== Fragmento seleccionado ==

La serie es consciente de esa melancolía y la asume. Por un lado, volviendo a recuperar a Claire Foy. Y, por otro, contextualizando a Isabel y a su marido, el Príncipe de Edimburgo (ahora lo interpreta el gran Jonathan Pryce, quien quizás tiene un rostro demasiado afable para la ocasión) como dos dinosaurios en proceso de extinción. Dos monarcas mayores que ven cómo sus descendientes no parecen estar a la altura. Y que empiezan a temer que todo aquello que ellos representan –el sistema, la institución– sea más frágil de lo que aparenta. De hecho, el sistema es mucho más férreo de lo que intuyen. Pero la sola idea de ser ellos los causantes de su fallida es la tragedia que, como seres humanos, les atormenta y condiciona en cada una de sus acciones.
‘The Crown’ sabe que lo que toca ahora, con Lady Di en la ecuación, es combatir esa pesadez de piernas con acción.
El paso del tiempo es lo que tiene y, cuál elipsis de montaje, pueden pasar cuarenta años sin apenas darnos cuenta. Así se siente la Reina de Imelda Staunton ante el devenir de los años. A inicios de una década, los 90 en los que su reinado sufrirá, sin duda, los peores avatares. Y así nos hemos sentido también tras devorar cada una de las cuatro temporadas de The Crown. Viendo desfilar ante nuestros ojos, tan rápido como un suspiro, a magníficos intérpretes cuyo cambio en cada salto temporal nos hacía sentir nostálgicos y melancólicos a la vez. Hasta que retomamos a los mismos personajes, interpretados por otros magníficos intérpretes y volvemos a sentirnos en nuestra zona de confort. Observando lo brillante, delicada y sutil que a veces puede llegar a ser The Crown.
Sin embargo, al igual que Isabel II sabe que sus días de juventud e ilusión no volverán, The Crown sabe que lo que toca ahora, con Lady Di en la ecuación, es combatir esa pesadez de piernas con acción; bajar al barro, dejarse de florituras y dar una buena sacudida a la Familia Real británica durante su etapa más oscura y desgraciada.

== Entradas de señalamiento y etiquetado ==
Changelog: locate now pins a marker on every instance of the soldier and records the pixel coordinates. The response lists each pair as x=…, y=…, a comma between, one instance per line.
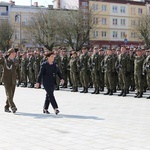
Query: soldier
x=94, y=64
x=10, y=65
x=23, y=65
x=138, y=76
x=18, y=58
x=146, y=69
x=57, y=60
x=30, y=67
x=101, y=73
x=109, y=68
x=123, y=65
x=74, y=71
x=83, y=67
x=64, y=66
x=36, y=65
x=1, y=69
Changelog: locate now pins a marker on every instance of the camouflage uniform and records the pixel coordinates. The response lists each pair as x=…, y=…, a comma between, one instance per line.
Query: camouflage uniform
x=146, y=69
x=138, y=76
x=94, y=64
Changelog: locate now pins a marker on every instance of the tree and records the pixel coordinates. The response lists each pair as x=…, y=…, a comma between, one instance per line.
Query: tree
x=143, y=29
x=6, y=33
x=42, y=28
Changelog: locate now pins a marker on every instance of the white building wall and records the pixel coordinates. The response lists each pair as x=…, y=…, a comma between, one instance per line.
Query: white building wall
x=66, y=4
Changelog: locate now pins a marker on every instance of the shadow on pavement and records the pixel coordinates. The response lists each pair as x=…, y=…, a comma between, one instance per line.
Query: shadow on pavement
x=42, y=116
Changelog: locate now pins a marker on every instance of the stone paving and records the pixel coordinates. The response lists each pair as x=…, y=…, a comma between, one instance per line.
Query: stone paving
x=85, y=122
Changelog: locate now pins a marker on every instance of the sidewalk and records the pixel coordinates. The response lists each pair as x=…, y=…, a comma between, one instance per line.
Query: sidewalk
x=85, y=122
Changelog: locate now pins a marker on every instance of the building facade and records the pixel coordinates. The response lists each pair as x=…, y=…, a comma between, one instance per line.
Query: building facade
x=115, y=22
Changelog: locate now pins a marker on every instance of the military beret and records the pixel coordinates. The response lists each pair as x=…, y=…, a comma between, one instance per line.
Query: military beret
x=11, y=50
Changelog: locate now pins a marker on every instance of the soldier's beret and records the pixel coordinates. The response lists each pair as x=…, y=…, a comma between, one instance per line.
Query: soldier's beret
x=11, y=50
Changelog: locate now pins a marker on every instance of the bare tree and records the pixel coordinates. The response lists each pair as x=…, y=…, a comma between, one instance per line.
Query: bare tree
x=42, y=28
x=143, y=29
x=6, y=33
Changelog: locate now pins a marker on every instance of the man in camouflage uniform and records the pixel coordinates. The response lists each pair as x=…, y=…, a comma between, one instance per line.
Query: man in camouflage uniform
x=109, y=68
x=23, y=68
x=146, y=69
x=74, y=71
x=37, y=61
x=101, y=72
x=123, y=65
x=64, y=66
x=138, y=70
x=30, y=67
x=94, y=64
x=83, y=67
x=1, y=69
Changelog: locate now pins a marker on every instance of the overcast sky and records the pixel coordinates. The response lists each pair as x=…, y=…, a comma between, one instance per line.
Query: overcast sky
x=28, y=2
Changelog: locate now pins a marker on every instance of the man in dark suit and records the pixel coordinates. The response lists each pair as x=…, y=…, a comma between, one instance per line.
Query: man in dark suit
x=10, y=65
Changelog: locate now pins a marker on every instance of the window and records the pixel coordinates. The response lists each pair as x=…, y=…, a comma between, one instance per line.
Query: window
x=95, y=34
x=115, y=9
x=133, y=35
x=84, y=4
x=17, y=18
x=95, y=6
x=4, y=10
x=115, y=21
x=103, y=21
x=139, y=10
x=122, y=9
x=115, y=34
x=17, y=35
x=122, y=35
x=104, y=34
x=95, y=20
x=123, y=22
x=132, y=22
x=133, y=11
x=104, y=8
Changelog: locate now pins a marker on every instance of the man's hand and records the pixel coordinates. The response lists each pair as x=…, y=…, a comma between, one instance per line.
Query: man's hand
x=62, y=81
x=37, y=85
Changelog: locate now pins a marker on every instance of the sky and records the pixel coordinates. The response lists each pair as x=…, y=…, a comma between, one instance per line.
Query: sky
x=28, y=2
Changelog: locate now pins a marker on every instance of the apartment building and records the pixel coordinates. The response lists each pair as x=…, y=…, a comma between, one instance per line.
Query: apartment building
x=115, y=22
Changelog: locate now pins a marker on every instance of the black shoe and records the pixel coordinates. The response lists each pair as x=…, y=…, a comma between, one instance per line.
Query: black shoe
x=46, y=111
x=57, y=112
x=7, y=110
x=14, y=109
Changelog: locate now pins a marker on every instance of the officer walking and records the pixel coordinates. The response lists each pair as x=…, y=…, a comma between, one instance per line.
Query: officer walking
x=10, y=66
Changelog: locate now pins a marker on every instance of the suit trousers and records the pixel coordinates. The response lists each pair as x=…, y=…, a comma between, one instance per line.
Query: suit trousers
x=10, y=90
x=50, y=99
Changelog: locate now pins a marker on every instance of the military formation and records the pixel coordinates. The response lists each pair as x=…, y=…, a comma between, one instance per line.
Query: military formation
x=120, y=69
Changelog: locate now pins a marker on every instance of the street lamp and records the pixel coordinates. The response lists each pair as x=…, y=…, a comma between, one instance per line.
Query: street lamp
x=18, y=18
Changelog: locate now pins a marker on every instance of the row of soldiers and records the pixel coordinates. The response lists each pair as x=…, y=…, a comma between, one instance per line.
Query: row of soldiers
x=122, y=68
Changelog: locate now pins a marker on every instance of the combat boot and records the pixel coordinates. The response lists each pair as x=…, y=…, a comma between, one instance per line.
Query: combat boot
x=121, y=93
x=107, y=93
x=111, y=92
x=140, y=95
x=94, y=91
x=83, y=90
x=86, y=90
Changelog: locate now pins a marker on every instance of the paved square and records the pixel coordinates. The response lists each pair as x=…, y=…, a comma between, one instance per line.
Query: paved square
x=85, y=122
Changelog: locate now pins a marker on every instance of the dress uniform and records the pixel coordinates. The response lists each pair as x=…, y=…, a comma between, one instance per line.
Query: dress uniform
x=108, y=65
x=94, y=64
x=138, y=76
x=146, y=69
x=10, y=66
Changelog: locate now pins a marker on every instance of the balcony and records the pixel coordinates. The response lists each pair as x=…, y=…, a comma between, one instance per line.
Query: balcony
x=4, y=13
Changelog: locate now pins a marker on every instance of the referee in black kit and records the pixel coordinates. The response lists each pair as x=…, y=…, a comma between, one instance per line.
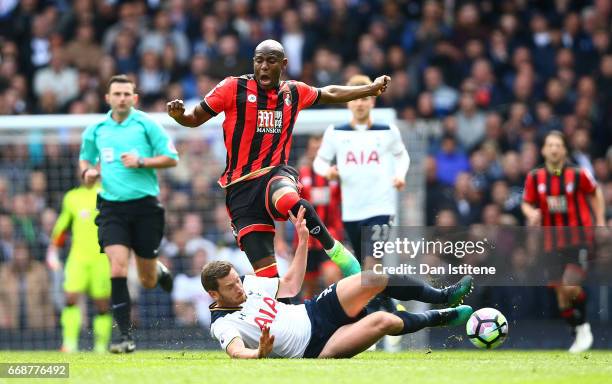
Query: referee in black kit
x=128, y=146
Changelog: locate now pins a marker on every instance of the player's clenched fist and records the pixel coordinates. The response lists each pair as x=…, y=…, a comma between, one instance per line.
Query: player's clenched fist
x=379, y=86
x=175, y=108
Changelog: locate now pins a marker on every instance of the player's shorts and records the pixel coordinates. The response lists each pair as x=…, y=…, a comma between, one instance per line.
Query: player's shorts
x=88, y=274
x=353, y=231
x=573, y=259
x=326, y=317
x=137, y=224
x=246, y=202
x=316, y=257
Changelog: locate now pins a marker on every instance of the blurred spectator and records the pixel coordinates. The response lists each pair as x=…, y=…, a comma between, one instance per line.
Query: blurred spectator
x=229, y=62
x=57, y=78
x=444, y=97
x=161, y=35
x=470, y=122
x=83, y=52
x=450, y=161
x=25, y=301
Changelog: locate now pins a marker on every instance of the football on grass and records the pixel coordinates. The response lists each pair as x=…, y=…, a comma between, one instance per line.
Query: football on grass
x=487, y=328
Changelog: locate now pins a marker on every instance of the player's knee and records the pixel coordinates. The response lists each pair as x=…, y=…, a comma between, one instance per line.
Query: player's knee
x=378, y=282
x=259, y=248
x=148, y=281
x=282, y=196
x=71, y=299
x=386, y=322
x=102, y=306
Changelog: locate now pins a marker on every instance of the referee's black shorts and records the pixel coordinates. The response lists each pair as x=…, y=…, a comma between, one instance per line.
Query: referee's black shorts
x=137, y=224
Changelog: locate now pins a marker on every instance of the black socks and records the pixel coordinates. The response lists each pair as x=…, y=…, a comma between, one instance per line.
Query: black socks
x=121, y=304
x=315, y=225
x=416, y=321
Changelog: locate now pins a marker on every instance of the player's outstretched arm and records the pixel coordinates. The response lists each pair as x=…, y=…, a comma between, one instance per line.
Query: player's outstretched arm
x=89, y=173
x=194, y=118
x=344, y=93
x=598, y=203
x=291, y=282
x=130, y=160
x=237, y=350
x=533, y=215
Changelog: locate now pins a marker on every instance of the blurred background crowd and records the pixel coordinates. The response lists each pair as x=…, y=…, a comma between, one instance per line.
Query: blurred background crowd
x=480, y=81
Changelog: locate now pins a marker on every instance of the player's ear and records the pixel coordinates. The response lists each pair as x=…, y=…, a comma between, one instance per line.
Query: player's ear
x=214, y=294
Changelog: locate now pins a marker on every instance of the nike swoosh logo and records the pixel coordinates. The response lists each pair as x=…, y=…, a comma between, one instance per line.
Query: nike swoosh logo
x=117, y=306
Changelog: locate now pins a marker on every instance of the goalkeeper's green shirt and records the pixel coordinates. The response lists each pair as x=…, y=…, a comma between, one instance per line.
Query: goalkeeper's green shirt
x=138, y=134
x=78, y=215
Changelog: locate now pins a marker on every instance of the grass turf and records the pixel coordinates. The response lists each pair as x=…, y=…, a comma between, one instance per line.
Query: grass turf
x=439, y=367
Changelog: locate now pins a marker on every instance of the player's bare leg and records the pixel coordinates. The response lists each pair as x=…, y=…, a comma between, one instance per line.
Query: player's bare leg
x=355, y=338
x=283, y=194
x=102, y=325
x=71, y=322
x=571, y=299
x=120, y=298
x=152, y=272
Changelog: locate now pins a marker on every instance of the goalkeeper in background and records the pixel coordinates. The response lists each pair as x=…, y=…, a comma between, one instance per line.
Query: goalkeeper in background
x=87, y=270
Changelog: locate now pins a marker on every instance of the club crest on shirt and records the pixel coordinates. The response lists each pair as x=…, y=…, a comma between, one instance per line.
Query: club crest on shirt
x=269, y=121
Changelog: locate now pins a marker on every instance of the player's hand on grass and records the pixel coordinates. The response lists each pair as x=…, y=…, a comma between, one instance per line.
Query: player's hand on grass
x=333, y=173
x=175, y=108
x=90, y=176
x=129, y=160
x=534, y=218
x=52, y=259
x=266, y=342
x=300, y=224
x=399, y=183
x=379, y=86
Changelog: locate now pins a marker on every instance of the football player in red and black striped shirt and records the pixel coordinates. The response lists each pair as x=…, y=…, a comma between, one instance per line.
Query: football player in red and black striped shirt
x=260, y=112
x=558, y=195
x=325, y=196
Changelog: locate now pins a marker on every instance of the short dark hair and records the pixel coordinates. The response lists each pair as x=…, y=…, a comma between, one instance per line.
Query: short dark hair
x=560, y=135
x=214, y=271
x=121, y=79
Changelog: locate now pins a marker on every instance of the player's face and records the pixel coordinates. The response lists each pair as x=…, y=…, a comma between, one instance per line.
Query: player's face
x=361, y=108
x=231, y=293
x=268, y=67
x=554, y=150
x=121, y=97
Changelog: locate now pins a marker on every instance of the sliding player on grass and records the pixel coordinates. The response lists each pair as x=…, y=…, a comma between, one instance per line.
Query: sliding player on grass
x=558, y=195
x=249, y=322
x=260, y=112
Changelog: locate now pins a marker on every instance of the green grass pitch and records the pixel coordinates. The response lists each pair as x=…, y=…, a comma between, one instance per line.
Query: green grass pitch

== El planteamiento ==
Según el fragmento sobre The Crown, ¿qué actor interpreta ahora al Príncipe de Edimburgo? Este material es independiente del fragmento y no guarda relación con él.

== Resultado obtenido ==
Jonathan Pryce.